AIM OF THE TASK: Instruction for the data below: set down exactly the lines from the line with "Target: afro hair" to the line with "Scouting pass: put a marker on the pink lipstick, one", inclusive, and no others.

(Saved entries)
————————

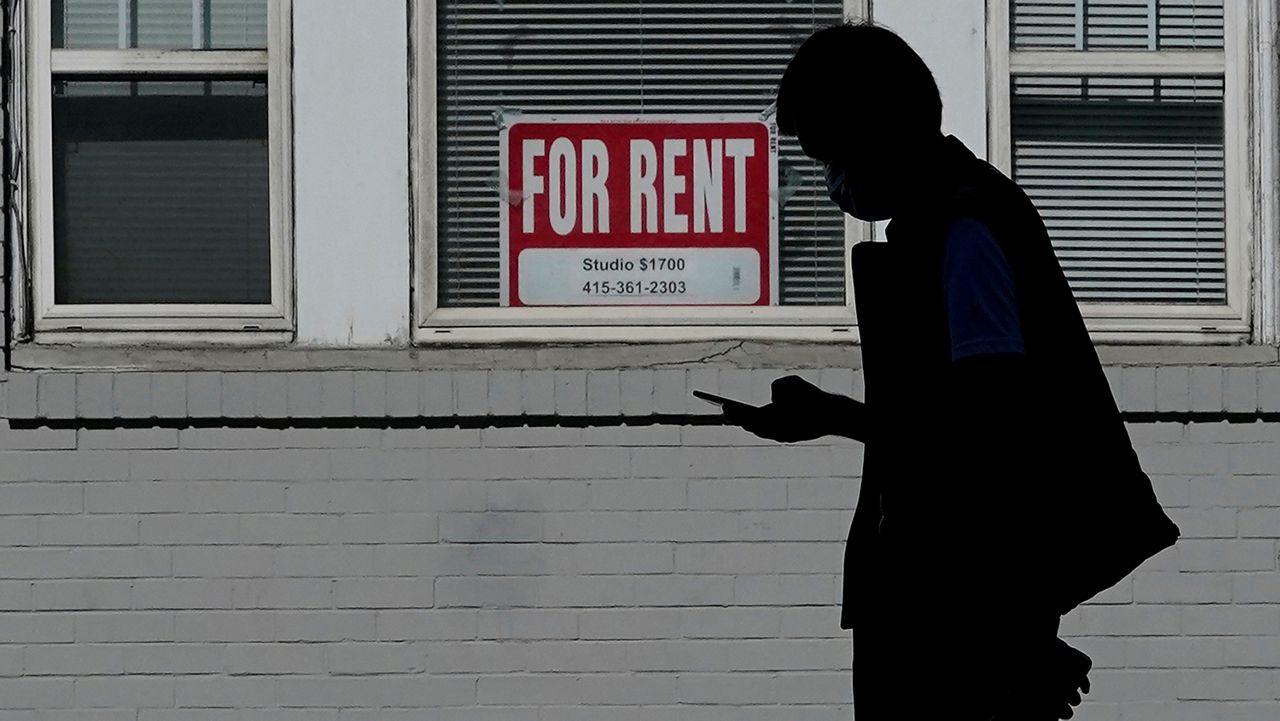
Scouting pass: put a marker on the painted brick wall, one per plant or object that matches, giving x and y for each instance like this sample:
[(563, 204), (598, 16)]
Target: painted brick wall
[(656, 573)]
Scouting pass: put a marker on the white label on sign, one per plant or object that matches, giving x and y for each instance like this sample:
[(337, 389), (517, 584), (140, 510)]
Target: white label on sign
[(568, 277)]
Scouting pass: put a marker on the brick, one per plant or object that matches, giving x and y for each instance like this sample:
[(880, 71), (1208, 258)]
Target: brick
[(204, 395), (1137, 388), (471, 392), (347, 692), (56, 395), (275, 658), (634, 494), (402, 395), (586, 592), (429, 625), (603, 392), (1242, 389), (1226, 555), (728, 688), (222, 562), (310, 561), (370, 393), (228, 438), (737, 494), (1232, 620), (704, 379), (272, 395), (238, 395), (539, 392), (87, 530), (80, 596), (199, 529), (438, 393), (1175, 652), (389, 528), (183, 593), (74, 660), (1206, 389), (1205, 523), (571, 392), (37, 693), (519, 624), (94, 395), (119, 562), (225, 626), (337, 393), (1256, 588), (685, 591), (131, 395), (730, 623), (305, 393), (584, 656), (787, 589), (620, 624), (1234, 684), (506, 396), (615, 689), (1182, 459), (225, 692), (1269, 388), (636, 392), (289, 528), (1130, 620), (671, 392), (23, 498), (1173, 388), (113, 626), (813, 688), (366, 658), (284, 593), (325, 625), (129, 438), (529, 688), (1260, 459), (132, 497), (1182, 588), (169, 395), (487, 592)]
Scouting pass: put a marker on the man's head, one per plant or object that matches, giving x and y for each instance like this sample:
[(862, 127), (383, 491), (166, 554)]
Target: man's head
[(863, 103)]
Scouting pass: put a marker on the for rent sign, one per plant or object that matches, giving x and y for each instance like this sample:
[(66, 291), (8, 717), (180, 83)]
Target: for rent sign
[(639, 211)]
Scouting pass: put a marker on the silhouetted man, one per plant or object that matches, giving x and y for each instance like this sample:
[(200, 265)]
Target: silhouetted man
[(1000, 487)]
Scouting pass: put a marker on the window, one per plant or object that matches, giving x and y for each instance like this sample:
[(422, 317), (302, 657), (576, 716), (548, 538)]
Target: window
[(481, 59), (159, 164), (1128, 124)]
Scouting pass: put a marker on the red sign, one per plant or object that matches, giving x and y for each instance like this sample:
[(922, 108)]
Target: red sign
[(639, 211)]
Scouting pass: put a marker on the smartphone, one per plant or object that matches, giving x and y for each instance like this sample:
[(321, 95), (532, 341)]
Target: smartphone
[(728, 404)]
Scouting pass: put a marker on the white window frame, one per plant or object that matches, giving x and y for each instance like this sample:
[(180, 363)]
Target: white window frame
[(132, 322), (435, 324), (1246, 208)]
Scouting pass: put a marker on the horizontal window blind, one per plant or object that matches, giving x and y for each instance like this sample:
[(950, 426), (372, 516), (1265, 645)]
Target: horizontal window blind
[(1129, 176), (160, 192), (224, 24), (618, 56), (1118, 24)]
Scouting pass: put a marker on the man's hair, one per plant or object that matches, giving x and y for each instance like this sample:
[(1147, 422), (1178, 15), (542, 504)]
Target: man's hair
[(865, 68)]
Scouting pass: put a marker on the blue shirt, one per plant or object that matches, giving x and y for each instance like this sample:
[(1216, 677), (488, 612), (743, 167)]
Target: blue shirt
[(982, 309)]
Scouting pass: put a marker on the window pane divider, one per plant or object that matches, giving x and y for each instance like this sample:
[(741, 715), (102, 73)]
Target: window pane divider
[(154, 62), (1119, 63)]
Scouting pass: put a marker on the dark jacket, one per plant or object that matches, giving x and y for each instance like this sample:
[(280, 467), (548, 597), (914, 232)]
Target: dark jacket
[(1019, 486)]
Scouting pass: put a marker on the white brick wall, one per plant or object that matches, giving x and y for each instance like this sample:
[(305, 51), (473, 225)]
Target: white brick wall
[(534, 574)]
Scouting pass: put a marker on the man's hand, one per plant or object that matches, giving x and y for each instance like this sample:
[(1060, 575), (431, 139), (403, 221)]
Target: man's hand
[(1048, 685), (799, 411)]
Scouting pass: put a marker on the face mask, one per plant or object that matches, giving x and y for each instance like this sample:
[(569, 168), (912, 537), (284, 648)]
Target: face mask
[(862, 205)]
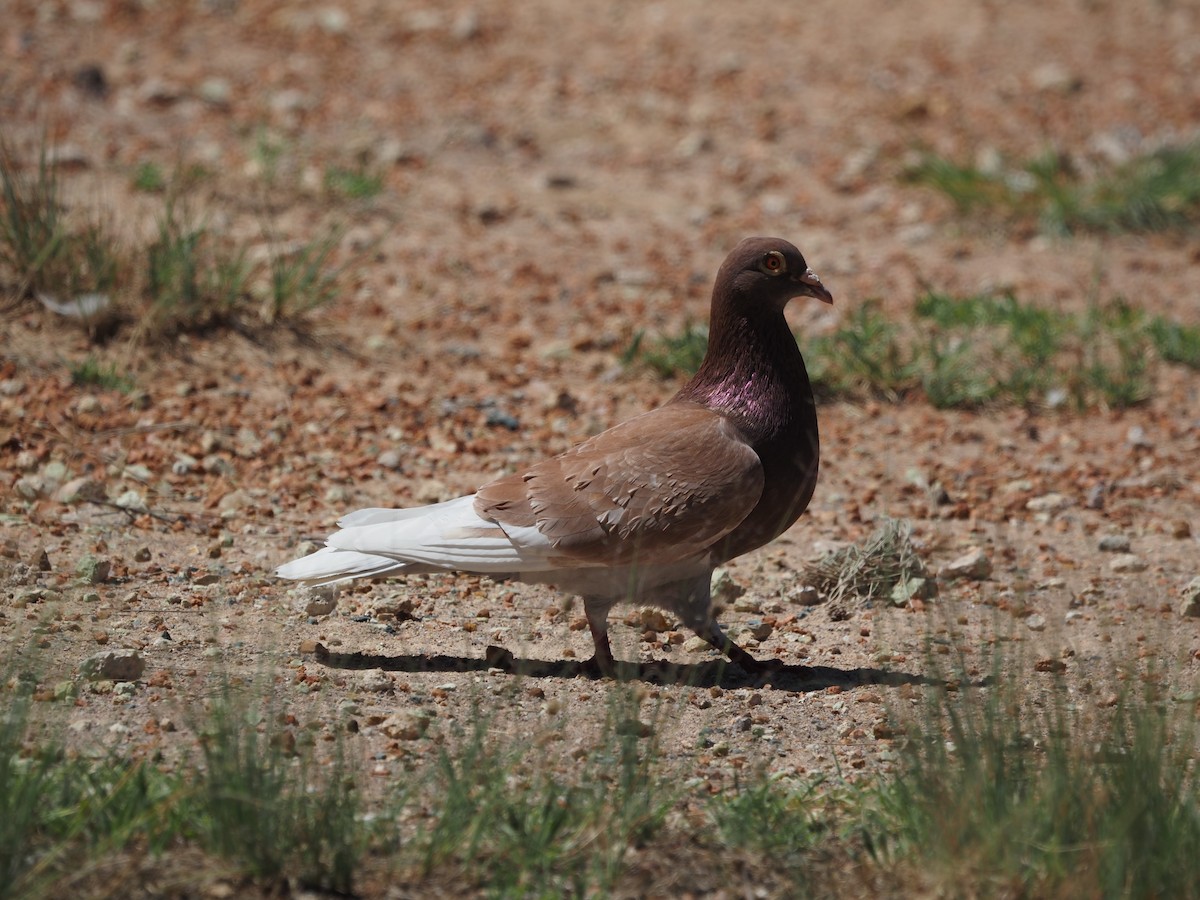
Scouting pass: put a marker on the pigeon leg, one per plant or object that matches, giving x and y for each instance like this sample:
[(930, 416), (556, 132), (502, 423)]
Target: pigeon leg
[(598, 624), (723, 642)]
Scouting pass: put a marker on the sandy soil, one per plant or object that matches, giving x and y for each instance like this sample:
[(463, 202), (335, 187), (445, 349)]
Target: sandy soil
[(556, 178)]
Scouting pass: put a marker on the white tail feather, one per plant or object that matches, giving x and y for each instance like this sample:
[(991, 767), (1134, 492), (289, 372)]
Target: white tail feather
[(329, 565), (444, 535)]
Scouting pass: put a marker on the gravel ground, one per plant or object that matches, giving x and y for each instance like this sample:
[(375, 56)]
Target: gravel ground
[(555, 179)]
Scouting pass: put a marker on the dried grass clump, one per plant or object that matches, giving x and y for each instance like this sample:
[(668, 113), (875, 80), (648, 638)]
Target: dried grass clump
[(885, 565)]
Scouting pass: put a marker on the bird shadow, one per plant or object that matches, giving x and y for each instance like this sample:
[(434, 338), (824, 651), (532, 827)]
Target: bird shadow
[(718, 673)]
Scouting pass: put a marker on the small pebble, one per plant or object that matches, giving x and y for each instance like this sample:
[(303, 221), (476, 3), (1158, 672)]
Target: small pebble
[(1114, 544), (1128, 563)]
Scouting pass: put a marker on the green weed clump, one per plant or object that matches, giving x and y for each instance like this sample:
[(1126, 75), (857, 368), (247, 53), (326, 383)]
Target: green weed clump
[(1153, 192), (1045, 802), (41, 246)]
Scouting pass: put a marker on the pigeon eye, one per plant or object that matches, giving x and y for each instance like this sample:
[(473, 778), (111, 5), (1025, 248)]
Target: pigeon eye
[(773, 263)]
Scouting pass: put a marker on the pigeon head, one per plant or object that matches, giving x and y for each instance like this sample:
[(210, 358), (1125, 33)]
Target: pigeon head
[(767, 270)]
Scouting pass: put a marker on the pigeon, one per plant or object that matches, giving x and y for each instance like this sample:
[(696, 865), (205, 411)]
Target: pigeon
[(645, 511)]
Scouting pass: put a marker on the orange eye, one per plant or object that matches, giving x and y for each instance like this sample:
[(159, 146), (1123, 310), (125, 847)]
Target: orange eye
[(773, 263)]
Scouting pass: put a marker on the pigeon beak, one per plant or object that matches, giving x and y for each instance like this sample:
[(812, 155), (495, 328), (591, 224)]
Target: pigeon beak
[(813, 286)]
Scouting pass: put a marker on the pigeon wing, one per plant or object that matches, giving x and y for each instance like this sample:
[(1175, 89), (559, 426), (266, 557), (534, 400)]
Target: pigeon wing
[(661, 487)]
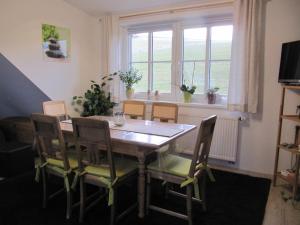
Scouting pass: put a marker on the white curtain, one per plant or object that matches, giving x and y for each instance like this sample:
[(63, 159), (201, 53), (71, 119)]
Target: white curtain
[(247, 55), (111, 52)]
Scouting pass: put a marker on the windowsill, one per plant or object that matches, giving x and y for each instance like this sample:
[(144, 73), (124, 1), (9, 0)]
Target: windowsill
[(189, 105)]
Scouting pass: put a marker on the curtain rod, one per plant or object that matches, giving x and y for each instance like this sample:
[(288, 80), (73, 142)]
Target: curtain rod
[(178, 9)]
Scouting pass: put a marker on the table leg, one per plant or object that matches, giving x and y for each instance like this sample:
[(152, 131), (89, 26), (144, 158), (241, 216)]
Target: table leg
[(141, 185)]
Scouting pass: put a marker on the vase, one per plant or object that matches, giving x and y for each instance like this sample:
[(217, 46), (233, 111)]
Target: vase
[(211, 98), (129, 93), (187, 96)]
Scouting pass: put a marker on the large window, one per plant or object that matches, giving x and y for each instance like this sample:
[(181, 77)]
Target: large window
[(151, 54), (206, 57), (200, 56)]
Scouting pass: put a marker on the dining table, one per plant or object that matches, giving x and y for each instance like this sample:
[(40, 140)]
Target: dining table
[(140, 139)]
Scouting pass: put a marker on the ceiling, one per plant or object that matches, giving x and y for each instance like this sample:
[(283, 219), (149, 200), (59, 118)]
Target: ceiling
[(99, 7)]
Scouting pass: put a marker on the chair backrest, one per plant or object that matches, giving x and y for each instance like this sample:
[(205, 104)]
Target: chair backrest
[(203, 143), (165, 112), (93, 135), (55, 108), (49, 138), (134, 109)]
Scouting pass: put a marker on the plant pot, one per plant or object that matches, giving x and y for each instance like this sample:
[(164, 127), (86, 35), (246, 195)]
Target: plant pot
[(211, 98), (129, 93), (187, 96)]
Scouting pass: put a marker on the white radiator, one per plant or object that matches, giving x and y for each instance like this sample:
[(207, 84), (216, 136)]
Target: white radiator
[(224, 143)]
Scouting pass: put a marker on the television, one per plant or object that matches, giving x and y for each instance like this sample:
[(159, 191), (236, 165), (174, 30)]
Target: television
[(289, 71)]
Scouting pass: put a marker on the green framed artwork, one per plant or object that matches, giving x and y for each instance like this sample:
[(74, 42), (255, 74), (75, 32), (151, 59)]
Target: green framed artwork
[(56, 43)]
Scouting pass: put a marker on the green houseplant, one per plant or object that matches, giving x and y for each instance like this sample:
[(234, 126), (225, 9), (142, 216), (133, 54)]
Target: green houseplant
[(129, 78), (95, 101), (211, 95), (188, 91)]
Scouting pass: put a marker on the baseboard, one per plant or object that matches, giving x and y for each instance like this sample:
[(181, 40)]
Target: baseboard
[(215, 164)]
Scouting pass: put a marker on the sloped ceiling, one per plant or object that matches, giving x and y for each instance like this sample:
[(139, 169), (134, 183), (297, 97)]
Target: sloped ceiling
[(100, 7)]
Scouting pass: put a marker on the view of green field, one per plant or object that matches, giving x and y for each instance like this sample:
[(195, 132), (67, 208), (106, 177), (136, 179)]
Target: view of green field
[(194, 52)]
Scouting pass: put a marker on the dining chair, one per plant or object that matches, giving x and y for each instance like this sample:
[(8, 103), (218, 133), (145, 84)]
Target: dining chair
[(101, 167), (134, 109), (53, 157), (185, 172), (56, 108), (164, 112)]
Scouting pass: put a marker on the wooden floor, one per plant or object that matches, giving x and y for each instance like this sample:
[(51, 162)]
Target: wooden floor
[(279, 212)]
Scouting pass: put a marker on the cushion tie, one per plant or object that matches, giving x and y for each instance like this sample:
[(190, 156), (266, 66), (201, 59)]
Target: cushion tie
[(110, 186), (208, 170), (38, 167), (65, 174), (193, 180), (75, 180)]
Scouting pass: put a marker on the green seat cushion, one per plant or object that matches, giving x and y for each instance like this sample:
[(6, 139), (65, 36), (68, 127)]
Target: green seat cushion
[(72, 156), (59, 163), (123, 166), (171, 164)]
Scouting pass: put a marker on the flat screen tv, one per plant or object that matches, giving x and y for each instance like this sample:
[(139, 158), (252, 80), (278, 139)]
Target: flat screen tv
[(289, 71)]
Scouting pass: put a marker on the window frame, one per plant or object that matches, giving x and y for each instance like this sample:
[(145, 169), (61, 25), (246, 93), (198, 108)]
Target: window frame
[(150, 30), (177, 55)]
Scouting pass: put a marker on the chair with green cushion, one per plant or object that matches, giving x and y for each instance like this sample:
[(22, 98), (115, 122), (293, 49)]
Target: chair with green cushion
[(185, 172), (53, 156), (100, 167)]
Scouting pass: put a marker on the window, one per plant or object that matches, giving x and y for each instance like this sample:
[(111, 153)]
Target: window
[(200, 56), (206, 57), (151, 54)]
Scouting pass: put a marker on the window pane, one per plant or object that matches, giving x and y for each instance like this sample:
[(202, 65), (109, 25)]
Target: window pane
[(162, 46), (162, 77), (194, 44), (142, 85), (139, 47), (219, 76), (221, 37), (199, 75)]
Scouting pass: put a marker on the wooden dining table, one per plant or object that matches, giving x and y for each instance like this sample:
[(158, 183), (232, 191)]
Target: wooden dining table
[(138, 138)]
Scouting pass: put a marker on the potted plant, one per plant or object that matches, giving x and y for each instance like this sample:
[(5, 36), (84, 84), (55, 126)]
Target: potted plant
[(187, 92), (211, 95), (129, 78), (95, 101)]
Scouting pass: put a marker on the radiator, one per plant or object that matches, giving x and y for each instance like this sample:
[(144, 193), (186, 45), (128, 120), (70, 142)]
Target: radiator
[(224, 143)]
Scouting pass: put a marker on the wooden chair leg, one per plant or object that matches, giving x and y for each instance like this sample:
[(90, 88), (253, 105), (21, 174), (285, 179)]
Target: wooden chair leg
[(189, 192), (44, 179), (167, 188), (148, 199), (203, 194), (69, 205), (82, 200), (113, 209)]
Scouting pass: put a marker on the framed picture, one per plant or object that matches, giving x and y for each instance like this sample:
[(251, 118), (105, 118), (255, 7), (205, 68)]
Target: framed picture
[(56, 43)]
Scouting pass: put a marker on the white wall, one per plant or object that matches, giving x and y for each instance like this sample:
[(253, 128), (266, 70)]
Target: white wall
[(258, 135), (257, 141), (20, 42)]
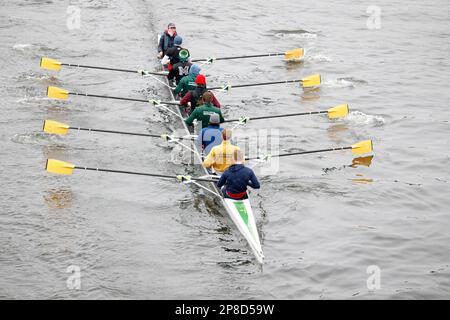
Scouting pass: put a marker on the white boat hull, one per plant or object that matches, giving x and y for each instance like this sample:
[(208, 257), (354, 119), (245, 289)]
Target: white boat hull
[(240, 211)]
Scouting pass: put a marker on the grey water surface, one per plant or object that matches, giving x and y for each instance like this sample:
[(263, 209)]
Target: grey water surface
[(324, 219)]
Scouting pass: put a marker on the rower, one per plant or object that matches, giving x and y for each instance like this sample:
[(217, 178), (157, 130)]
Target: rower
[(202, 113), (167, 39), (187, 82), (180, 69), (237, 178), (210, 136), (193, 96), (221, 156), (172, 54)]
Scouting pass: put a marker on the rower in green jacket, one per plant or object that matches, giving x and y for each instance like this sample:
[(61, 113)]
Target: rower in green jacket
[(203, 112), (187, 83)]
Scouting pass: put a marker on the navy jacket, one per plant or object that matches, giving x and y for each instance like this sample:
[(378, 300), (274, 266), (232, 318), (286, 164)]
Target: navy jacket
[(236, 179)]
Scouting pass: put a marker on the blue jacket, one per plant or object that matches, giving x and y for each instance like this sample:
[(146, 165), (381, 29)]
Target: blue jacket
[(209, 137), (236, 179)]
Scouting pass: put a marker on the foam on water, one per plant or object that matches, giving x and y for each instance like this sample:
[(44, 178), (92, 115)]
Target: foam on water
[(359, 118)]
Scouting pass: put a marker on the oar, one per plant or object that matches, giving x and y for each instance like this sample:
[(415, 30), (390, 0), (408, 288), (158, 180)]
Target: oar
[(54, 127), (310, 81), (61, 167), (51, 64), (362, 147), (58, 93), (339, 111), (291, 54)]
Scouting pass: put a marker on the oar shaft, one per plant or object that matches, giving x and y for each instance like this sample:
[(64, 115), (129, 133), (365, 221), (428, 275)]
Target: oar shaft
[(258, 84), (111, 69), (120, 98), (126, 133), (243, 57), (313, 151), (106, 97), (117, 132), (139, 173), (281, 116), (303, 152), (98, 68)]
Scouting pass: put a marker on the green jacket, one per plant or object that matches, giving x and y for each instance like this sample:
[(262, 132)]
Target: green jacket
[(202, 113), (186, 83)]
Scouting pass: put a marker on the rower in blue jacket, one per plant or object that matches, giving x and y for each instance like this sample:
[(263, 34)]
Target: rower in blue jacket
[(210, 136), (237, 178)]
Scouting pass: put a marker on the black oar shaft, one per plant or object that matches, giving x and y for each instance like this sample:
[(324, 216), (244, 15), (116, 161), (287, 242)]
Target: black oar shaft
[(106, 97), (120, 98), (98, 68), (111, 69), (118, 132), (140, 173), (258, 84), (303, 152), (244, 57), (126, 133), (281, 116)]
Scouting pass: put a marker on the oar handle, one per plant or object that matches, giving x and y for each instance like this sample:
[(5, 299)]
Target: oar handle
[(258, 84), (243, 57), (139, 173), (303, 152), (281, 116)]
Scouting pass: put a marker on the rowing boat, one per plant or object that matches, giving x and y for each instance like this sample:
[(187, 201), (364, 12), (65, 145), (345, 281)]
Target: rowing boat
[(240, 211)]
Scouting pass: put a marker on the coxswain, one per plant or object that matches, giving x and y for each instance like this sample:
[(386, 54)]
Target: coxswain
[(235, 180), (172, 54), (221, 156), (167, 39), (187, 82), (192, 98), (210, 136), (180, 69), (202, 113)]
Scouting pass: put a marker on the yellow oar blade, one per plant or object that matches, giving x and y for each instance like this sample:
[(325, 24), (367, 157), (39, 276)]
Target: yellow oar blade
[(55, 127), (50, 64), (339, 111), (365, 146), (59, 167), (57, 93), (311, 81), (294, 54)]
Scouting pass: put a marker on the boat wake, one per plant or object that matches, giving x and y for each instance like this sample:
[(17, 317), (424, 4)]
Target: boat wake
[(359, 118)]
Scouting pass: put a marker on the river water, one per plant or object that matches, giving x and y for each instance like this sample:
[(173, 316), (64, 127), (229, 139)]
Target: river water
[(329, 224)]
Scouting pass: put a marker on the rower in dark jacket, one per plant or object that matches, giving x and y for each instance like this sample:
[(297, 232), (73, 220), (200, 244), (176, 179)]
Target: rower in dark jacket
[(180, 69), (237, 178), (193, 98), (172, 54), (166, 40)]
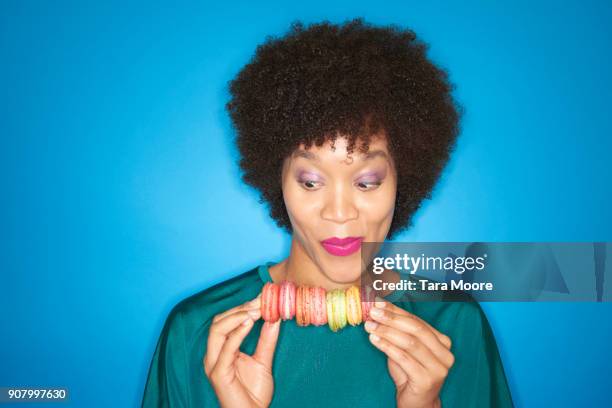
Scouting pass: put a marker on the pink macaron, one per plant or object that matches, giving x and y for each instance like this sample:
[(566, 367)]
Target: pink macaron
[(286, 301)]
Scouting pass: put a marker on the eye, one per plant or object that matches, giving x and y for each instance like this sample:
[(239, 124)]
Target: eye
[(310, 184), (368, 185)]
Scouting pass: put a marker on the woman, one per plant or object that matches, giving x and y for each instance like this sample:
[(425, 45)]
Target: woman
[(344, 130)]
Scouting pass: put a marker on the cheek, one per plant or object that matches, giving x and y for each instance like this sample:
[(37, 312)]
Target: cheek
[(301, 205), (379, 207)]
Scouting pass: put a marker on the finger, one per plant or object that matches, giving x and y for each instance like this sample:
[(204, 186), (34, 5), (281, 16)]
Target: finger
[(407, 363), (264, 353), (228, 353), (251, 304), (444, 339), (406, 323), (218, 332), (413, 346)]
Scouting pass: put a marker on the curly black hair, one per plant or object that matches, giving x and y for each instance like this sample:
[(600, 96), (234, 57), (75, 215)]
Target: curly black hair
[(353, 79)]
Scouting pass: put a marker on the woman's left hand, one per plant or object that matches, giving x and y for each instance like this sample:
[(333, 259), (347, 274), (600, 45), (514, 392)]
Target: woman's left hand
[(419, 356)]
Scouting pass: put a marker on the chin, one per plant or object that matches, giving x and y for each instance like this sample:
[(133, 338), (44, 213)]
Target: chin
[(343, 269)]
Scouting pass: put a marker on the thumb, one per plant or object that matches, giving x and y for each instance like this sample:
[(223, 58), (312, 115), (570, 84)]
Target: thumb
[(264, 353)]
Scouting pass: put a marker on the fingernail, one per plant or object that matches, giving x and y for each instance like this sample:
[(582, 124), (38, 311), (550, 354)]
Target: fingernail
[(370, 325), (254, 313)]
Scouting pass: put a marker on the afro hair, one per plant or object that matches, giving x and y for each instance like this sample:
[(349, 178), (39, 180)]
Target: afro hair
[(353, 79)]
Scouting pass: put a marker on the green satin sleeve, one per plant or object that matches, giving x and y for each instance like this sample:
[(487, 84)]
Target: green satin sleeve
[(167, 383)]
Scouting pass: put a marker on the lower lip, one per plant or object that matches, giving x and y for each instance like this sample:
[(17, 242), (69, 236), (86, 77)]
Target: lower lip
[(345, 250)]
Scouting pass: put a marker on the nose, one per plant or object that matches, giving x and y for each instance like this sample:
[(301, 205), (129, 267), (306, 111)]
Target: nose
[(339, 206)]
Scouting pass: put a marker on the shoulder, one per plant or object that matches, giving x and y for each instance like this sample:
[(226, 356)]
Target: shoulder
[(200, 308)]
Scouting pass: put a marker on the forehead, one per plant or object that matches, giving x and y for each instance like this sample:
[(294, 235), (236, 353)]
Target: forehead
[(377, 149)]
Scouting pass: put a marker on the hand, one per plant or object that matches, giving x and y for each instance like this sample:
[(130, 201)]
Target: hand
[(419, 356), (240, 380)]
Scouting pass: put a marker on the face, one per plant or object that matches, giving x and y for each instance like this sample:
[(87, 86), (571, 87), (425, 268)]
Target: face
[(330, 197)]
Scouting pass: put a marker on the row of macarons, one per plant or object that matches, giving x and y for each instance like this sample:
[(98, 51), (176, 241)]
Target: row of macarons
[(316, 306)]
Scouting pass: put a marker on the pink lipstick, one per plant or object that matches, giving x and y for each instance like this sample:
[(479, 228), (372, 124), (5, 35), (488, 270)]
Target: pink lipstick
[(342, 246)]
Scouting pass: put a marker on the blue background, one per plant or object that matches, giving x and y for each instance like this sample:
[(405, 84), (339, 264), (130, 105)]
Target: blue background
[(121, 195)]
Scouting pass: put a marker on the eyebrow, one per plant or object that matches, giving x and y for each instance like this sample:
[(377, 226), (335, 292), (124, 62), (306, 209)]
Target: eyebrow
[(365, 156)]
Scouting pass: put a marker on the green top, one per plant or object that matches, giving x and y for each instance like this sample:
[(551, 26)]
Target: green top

————————

OUTPUT FOR THIS TASK:
Target: afro hair
[(353, 79)]
Scouting pass: put a marker on the green satin sleeve, one per plant or object that matches, giving x and y for each instance like this sample:
[(487, 84)]
Target: green satin sleeve
[(167, 383)]
Scouting pass: put a marker on the lower lip, one per plant or object that matches, giving x and y for each instance like this sample:
[(17, 242), (69, 236), (86, 77)]
Target: lower lip
[(345, 250)]
Scouting pass: put a marker on the nose, one per plant or object that matches, giving x and y for each instance like this sample:
[(301, 205), (129, 267), (306, 111)]
Target: nose
[(339, 206)]
Scouting pass: put a marker on the shoulder, one per plant or object that matches, giving x and y for each instance like this sample:
[(226, 356)]
Target: shoulder
[(200, 308)]
Scouting pass: put a marker on the forehead, one per plant or object that matches, giving x and y for each instance like this sample:
[(294, 235), (236, 353)]
Target: forehead
[(377, 149)]
Scouting pass: put a marker on the hand, one per plant or object that matches, giving x and y for each instance like this sample:
[(130, 201)]
Target: hand
[(419, 356), (240, 380)]
Scouting pass: put a marker on the face, one per plant or object that matches, giving x and y for each instance like this sample:
[(87, 86), (571, 87), (425, 268)]
Target: face
[(330, 197)]
Scouting pass: put a marker on the row of macarons, one per plant or object that matches, giving x and y for each instance like this sample:
[(98, 51), (176, 241)]
Target: row of macarons
[(316, 306)]
Scouting pass: put a marker on the pink lipstick, one per plant or object that matches, giving x and y for each instance like this sample:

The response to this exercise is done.